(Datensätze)
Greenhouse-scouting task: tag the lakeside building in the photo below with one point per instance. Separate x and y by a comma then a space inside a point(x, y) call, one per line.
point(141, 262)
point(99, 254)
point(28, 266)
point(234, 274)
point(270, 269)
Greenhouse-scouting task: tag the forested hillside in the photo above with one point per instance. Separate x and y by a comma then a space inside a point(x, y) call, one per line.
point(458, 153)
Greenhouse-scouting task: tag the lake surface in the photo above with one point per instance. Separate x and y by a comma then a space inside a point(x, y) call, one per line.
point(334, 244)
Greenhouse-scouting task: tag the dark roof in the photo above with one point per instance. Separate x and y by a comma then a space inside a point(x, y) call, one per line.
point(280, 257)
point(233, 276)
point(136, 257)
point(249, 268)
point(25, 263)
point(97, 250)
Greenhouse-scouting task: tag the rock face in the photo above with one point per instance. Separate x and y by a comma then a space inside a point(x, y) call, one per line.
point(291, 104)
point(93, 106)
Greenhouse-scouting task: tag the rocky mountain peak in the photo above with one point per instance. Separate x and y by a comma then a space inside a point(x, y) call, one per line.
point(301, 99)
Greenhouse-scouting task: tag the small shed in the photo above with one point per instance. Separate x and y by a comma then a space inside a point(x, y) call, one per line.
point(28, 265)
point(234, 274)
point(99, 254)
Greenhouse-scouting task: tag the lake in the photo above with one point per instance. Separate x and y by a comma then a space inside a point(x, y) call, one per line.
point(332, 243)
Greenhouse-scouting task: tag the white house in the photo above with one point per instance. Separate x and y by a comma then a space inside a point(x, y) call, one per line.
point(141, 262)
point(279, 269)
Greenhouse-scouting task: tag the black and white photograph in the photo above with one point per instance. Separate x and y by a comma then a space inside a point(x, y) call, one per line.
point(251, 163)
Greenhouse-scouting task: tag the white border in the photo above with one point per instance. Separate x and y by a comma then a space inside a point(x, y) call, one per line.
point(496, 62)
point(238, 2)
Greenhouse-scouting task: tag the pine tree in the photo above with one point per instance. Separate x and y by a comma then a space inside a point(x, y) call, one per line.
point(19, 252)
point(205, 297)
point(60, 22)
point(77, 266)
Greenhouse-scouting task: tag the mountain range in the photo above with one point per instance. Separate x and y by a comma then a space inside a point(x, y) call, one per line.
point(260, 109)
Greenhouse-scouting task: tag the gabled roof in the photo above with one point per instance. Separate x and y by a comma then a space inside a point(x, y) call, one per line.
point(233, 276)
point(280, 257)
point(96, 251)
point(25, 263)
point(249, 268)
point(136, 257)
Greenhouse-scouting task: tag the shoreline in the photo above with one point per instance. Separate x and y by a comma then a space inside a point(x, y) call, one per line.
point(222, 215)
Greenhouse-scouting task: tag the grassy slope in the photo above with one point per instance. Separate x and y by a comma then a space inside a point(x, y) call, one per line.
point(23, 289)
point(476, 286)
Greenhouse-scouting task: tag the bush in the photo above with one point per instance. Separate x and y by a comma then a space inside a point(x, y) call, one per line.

#### DEINE AUFGABE:
Stelle die Einträge vom Anfang bis einschließlich der Zeile mit "point(301, 99)" als zweispaltige CSV mit den Spalten "Anfrage" und "Antwort" dar, eine Zeile pro Eintrag. Jedes Feld steht in Anführungszeichen, und Zeilenumbrüche darin werden zu Leerzeichen.

#### ERLEDIGTE AUFGABE:
Anfrage,Antwort
"Greenhouse-scouting task: tag the lakeside building in the photo below with one point per instance. Separate x and y by a comma then a space inside a point(x, y) call, one per line.","point(141, 262) point(99, 254) point(28, 266) point(234, 274) point(270, 269)"
"Greenhouse-scouting task: tag the forested hillside in the photo above with one point per instance. Separate x and y by a comma then a space inside a point(x, y) call, one per line.","point(458, 153)"
"Greenhouse-scouting task: tag the lake surface in the photo above with one point per instance. Separate x and y by a comma then a space inside a point(x, y) call, one per line.","point(334, 244)"
"Greenhouse-scouting task: tag the dark roof in the photo above with one point per instance. Separate x and y by a comma then a space inside a point(x, y) call, one per line.","point(280, 257) point(233, 276) point(136, 257) point(249, 268) point(25, 263) point(97, 250)"
"Greenhouse-scouting task: tag the rock face in the photo above with one point per instance. Separate x and y by a comma then a space inside a point(x, y) call, one per line.","point(291, 104) point(93, 106)"
"Greenhouse-scouting task: tag the rocky mountain peak in the photo above with one point per instance. Separate x and y by a comma then a space inside a point(x, y) call, one per line.","point(301, 99)"